Point annotation records
Begin

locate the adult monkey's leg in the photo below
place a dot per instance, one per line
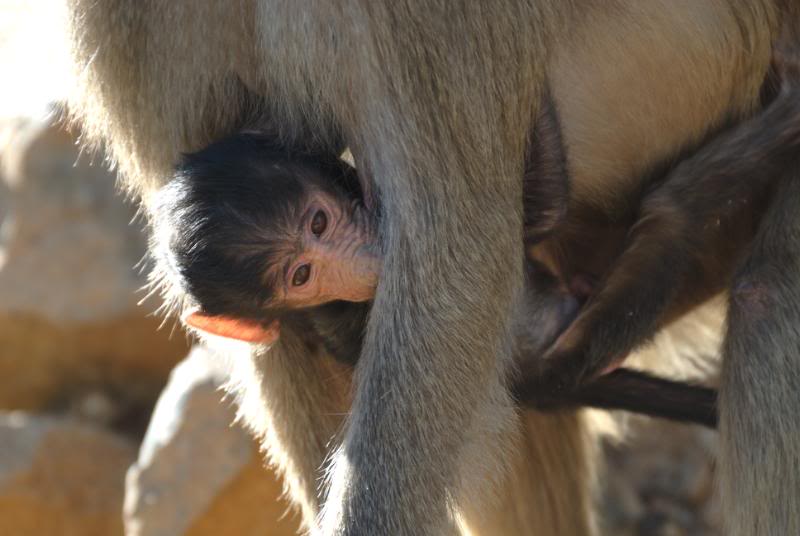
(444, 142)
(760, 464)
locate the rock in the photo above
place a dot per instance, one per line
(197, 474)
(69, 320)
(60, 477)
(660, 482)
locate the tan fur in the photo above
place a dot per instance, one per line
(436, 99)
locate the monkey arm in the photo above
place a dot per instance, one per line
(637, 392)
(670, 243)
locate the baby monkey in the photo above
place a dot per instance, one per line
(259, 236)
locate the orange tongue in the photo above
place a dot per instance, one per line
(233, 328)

End
Begin

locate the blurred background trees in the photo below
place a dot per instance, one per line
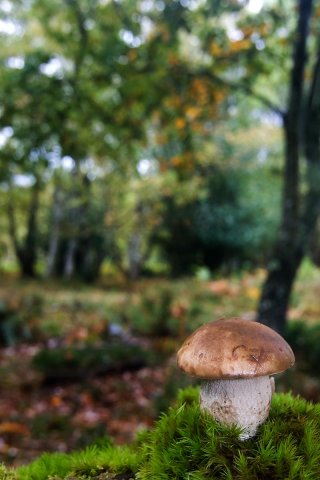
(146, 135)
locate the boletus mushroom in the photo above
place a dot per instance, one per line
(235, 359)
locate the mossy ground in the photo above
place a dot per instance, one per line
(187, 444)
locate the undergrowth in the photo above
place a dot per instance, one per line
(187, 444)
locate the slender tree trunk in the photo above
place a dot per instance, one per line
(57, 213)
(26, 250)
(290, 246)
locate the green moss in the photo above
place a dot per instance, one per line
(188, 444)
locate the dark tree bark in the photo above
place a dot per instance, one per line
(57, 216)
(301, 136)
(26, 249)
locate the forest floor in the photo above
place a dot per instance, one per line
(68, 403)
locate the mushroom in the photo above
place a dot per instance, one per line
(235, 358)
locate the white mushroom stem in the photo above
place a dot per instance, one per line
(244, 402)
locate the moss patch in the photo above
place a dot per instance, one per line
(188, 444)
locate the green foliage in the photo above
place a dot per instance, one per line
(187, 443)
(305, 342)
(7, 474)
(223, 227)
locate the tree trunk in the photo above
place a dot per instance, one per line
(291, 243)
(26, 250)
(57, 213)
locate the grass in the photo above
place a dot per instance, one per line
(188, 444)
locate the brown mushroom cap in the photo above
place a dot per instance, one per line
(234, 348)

End

Show every line in the listing above that contains the word "trunk".

locate the slender tree trunk in the photo above
locate the tree trunk in the photo above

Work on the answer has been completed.